**Exercise tasks**
a - In the notebook code, what error message is raised when the neighbor search runs before training data has been loaded?
b - In the notebook code, turn the block of import statements beginning "from sklearn import linear_model" into a brief list of what is imported from each module.
++++ Provided passage ++++
In [1]:
import numpy as np
import matplotlib.pyplot as plt
import pandas as pd

from sklearn import linear_model
from sklearn.model_selection import KFold, cross_val_score, LeaveOneOut
from sklearn.neighbors import KNeighborsRegressor, KNeighborsClassifier

In [2]:
from abc import ABC, abstractmethod

class KNearestNeighbors(ABC):
    ''' Base class for implementation of interface of KNN model '''
    
    def __init__(self, n_neighbors=1):
        self.n_neighbors = n_neighbors
        self.X_train = None
        self.y_train = None

    @abstractmethod
    def predict(self, X_test):
        pass
    
    def set_params(self, n_neighbors=None):
        if n_neighbors:
            self.n_neighbors = n_neighbors
    
    def __find_neighbors(self, x_test):
        if self.X_train is None:
            raise Exception('Training data has not been loaded')
++++ Entries supplied ++++
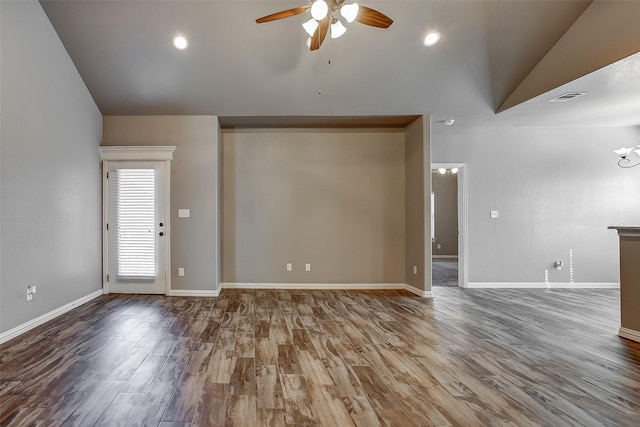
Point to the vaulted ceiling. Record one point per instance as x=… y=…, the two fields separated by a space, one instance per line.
x=497 y=64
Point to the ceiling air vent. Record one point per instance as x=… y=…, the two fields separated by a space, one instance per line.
x=567 y=96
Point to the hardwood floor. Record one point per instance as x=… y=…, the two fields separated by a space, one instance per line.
x=328 y=358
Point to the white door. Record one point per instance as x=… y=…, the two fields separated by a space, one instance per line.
x=136 y=227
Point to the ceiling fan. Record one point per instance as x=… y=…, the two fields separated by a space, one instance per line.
x=328 y=14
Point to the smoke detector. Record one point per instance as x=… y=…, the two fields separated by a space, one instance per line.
x=568 y=96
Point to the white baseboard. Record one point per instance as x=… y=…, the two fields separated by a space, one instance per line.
x=629 y=334
x=555 y=285
x=194 y=293
x=328 y=286
x=21 y=329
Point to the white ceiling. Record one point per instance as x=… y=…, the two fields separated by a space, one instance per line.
x=250 y=74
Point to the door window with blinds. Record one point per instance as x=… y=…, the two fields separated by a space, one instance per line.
x=136 y=227
x=135 y=223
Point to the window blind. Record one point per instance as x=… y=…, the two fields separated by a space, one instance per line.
x=135 y=222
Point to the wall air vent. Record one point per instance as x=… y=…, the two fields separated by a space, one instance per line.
x=567 y=96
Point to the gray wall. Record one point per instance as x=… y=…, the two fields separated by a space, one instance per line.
x=418 y=204
x=445 y=189
x=50 y=195
x=331 y=198
x=194 y=185
x=556 y=189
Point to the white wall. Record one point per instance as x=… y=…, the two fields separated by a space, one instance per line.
x=50 y=195
x=556 y=189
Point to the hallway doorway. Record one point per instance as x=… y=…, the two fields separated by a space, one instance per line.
x=448 y=195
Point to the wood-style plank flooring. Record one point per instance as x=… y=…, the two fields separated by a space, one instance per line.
x=328 y=358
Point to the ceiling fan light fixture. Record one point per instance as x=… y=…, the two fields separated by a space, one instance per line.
x=432 y=38
x=319 y=10
x=337 y=29
x=350 y=12
x=310 y=26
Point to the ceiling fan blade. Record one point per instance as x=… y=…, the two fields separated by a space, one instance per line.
x=283 y=14
x=373 y=18
x=320 y=34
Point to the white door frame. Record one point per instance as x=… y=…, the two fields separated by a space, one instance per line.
x=463 y=265
x=139 y=154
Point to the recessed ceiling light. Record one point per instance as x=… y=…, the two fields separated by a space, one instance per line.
x=432 y=38
x=180 y=42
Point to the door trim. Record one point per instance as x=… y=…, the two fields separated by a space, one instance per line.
x=463 y=225
x=136 y=153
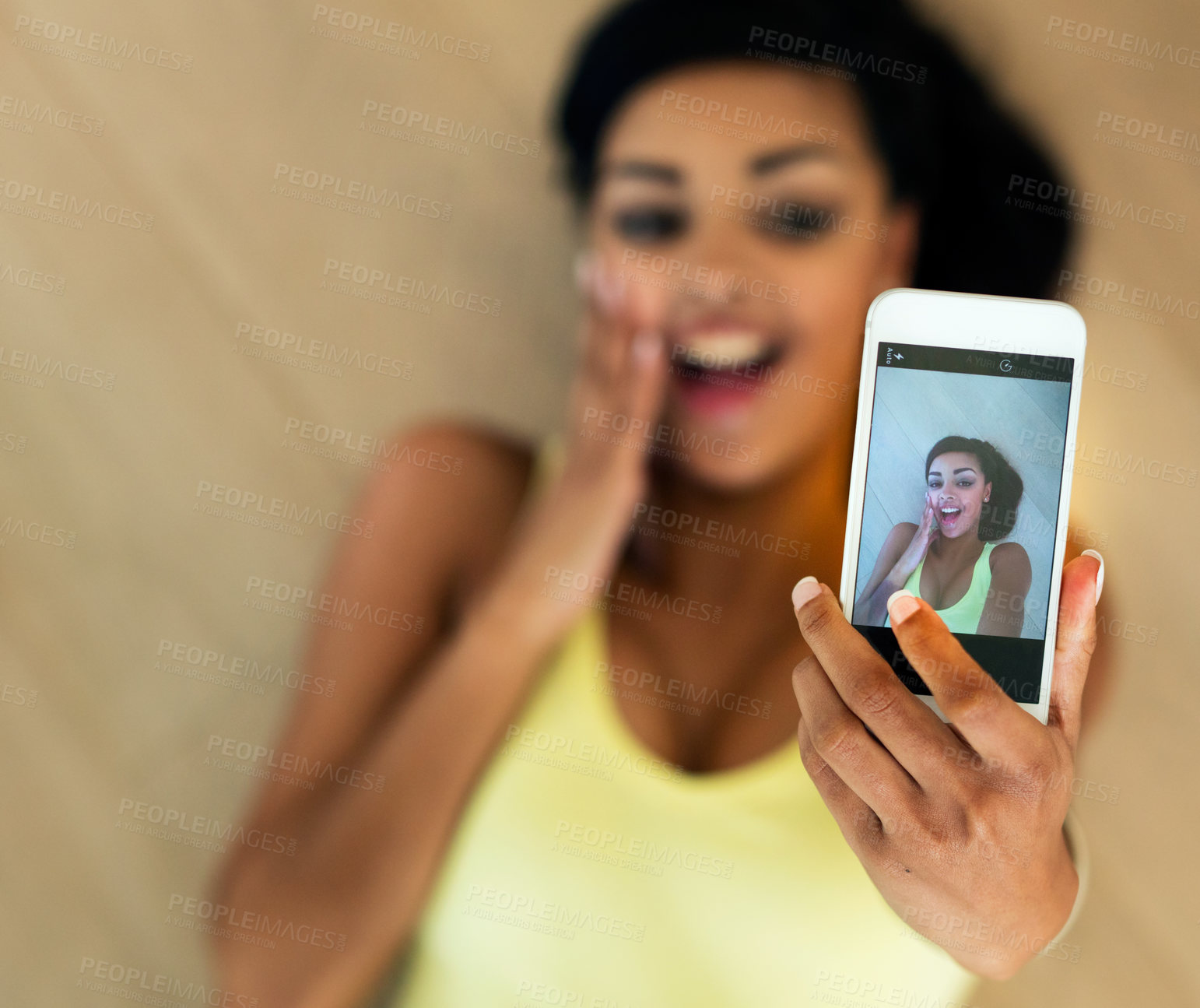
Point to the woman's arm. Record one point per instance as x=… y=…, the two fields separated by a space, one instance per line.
x=872 y=605
x=458 y=551
x=351 y=874
x=1003 y=613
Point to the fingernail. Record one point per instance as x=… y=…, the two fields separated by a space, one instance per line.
x=901 y=605
x=584 y=263
x=646 y=345
x=805 y=588
x=610 y=290
x=1100 y=574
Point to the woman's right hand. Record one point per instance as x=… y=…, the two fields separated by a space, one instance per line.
x=568 y=545
x=914 y=552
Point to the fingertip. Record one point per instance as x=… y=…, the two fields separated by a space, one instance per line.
x=805 y=589
x=1100 y=573
x=901 y=605
x=647 y=345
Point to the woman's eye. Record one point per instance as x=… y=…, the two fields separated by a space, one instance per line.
x=649 y=223
x=798 y=221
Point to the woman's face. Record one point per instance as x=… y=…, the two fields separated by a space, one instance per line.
x=956 y=491
x=760 y=227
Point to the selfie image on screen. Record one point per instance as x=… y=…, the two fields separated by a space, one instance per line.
x=963 y=481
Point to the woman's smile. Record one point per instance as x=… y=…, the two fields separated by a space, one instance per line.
x=721 y=367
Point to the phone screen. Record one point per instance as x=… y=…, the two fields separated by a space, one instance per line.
x=963 y=476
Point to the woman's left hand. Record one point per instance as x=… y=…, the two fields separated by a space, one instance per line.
x=959 y=828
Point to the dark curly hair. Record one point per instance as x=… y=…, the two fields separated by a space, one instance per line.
x=998 y=514
x=946 y=142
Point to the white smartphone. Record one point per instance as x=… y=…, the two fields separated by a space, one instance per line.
x=960 y=481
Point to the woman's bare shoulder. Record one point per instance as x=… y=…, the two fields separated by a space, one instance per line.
x=458 y=485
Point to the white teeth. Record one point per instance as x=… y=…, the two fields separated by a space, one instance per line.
x=713 y=349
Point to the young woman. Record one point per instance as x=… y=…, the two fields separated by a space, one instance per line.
x=595 y=785
x=952 y=560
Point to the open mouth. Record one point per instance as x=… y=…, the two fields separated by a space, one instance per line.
x=948 y=516
x=730 y=360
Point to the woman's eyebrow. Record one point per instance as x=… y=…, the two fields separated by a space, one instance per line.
x=652 y=170
x=781 y=159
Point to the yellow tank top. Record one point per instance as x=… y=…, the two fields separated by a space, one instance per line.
x=587 y=872
x=963 y=616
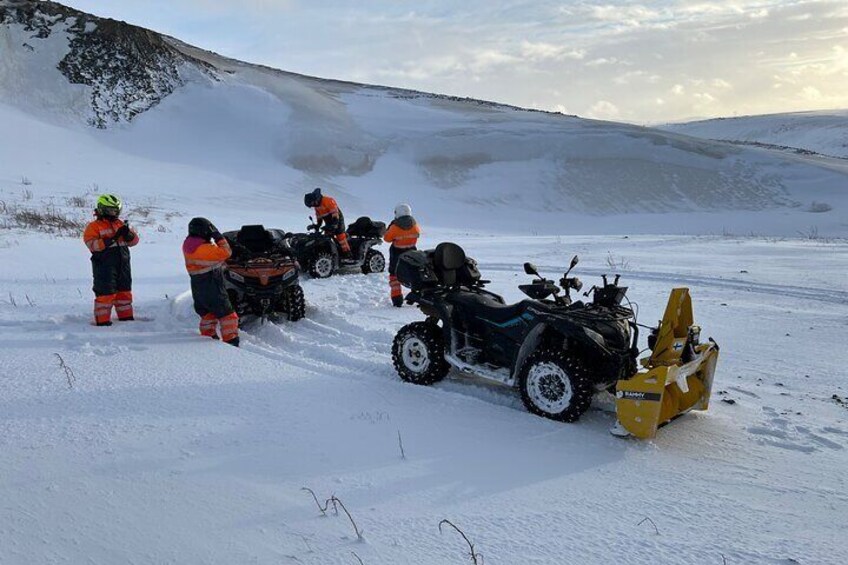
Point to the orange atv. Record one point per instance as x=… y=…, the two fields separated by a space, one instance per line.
x=262 y=276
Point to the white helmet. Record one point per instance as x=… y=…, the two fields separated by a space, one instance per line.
x=402 y=209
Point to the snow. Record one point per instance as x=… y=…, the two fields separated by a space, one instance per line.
x=270 y=136
x=171 y=448
x=822 y=132
x=160 y=446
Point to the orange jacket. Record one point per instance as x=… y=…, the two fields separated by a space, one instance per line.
x=327 y=207
x=204 y=257
x=403 y=235
x=99 y=235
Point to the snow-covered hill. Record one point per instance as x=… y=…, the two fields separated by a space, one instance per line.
x=270 y=135
x=145 y=443
x=821 y=133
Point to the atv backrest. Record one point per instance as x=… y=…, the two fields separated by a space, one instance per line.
x=366 y=227
x=255 y=238
x=448 y=258
x=468 y=274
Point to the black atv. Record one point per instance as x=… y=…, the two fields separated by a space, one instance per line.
x=557 y=352
x=319 y=252
x=261 y=277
++++
**Completed exercise**
a - 'Training data has not been loaded'

b -
- sklearn: linear_model
- sklearn.model_selection: KFold, cross_val_score, LeaveOneOut
- sklearn.neighbors: KNeighborsRegressor, KNeighborsClassifier